| THE PROBLEM |
Count the lines in the material below that contain the word "clear". Reply with the number only.

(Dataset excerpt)
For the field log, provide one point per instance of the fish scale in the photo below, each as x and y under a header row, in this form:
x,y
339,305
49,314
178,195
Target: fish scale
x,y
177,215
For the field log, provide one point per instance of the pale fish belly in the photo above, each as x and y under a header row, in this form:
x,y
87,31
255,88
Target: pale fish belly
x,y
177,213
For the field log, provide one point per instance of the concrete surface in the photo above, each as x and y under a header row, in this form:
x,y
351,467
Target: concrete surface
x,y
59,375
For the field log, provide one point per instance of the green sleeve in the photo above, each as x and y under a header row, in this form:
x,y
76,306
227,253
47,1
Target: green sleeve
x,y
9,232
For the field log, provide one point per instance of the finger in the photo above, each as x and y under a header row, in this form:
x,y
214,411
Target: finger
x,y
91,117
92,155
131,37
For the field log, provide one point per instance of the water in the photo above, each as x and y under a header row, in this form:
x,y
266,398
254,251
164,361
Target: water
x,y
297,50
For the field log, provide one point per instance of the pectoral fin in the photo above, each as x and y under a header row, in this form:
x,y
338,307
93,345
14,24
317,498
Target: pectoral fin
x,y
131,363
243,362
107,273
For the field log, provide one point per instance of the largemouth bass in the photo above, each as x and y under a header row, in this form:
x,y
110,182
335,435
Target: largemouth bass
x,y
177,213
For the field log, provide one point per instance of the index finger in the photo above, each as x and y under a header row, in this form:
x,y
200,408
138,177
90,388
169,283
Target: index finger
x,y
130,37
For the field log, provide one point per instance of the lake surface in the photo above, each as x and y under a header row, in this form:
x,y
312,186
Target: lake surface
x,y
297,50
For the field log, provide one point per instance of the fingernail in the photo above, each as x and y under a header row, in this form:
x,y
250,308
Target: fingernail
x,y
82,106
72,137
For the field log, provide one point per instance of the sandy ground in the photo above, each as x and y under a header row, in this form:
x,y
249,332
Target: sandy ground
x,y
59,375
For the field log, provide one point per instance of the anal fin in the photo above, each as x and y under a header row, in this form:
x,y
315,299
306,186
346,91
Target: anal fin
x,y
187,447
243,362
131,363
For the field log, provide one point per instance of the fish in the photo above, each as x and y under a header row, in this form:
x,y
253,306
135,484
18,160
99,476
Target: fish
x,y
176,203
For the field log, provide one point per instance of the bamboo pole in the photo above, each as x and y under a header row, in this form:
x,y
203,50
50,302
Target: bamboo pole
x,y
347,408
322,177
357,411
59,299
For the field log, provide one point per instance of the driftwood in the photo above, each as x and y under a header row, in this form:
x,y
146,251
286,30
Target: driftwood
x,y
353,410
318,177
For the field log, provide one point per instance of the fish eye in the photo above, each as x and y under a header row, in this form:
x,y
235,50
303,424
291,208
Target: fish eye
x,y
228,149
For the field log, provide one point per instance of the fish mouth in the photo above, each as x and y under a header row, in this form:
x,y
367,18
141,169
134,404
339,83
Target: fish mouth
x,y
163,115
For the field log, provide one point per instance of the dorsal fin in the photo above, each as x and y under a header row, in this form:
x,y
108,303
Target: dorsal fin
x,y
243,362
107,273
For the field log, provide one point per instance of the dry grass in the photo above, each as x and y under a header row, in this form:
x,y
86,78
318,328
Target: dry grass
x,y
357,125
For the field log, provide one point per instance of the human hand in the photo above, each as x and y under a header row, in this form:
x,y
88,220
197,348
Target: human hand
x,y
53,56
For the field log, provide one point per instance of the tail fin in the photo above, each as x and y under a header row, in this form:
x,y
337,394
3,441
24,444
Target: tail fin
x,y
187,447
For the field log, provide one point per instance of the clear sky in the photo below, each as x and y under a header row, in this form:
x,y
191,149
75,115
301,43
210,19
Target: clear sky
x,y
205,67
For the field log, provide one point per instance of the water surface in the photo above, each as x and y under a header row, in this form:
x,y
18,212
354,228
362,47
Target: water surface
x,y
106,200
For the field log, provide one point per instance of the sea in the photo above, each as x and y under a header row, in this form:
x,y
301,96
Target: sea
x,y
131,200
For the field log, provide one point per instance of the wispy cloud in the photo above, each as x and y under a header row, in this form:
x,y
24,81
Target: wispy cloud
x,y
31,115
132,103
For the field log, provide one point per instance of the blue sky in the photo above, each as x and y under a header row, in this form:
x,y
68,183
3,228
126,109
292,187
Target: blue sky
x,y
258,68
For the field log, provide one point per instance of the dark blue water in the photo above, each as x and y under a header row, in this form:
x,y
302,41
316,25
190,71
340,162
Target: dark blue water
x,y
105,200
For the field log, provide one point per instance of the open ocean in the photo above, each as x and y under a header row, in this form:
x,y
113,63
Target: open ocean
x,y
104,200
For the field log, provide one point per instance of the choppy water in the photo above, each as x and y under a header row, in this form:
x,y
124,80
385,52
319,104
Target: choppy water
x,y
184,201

* * *

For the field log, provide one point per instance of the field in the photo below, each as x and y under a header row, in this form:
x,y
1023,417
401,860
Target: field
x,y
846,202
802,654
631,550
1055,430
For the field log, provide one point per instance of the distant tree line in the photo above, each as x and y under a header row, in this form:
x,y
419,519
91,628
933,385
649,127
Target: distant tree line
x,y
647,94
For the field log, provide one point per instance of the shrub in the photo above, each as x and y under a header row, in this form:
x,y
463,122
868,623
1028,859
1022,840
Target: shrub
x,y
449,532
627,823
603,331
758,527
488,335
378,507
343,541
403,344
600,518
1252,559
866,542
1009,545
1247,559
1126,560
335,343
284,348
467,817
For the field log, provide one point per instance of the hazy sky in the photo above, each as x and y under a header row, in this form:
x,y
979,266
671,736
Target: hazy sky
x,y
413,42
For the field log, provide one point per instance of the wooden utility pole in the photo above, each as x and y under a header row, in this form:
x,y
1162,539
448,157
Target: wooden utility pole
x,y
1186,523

==

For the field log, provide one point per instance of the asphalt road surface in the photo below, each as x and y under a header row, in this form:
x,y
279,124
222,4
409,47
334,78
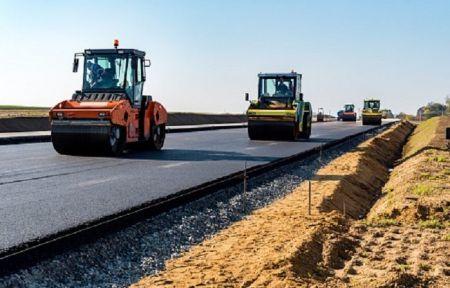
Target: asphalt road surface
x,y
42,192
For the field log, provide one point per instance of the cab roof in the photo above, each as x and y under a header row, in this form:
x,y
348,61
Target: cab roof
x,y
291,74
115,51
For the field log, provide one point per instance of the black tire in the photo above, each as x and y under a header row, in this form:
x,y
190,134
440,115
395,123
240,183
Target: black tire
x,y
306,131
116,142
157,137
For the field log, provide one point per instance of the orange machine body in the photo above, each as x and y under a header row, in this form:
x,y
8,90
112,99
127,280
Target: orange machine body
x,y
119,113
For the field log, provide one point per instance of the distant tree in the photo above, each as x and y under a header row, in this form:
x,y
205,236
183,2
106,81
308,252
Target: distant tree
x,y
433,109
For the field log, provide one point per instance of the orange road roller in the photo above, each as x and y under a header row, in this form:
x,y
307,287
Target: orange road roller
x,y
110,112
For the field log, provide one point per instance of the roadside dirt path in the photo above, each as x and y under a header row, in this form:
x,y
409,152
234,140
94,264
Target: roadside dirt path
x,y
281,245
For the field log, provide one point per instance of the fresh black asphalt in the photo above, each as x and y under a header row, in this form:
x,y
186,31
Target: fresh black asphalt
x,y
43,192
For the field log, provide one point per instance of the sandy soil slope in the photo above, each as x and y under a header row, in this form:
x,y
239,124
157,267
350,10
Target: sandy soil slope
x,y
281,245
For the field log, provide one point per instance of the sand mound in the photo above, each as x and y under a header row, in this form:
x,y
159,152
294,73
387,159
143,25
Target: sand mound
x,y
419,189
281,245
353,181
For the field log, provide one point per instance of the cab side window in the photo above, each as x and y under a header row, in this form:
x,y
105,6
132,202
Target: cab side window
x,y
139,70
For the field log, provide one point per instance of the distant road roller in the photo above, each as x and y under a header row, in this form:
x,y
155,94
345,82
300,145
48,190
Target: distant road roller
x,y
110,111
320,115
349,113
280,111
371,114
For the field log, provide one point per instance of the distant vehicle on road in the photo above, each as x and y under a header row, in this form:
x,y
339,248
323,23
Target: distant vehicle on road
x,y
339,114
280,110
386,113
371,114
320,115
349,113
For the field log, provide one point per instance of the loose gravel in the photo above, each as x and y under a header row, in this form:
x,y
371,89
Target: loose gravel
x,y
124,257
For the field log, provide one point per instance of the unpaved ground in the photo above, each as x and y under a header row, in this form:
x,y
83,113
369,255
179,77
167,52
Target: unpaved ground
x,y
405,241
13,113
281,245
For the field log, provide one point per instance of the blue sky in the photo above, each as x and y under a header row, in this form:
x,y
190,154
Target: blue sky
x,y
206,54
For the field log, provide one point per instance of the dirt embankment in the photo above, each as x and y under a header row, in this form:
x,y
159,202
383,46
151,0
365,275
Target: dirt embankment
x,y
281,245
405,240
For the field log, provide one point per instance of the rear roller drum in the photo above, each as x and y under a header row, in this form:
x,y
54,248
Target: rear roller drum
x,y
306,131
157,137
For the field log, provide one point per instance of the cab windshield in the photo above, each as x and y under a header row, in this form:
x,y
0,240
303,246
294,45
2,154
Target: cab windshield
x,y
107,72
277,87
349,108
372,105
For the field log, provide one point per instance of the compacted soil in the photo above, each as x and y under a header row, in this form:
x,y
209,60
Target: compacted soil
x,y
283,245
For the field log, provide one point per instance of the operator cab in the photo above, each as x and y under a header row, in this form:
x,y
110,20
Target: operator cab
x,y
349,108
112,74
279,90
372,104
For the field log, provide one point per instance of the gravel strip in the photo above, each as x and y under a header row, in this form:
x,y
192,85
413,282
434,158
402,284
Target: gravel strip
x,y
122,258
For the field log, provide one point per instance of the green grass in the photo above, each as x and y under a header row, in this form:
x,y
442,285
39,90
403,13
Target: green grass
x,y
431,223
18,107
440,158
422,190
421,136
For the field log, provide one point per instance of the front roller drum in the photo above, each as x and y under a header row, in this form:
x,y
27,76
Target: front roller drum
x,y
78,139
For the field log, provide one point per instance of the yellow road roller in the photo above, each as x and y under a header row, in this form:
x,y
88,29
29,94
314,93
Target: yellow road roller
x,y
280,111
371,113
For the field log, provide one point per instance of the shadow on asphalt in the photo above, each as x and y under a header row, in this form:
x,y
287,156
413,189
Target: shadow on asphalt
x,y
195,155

| ANSWER TO THIS TASK |
2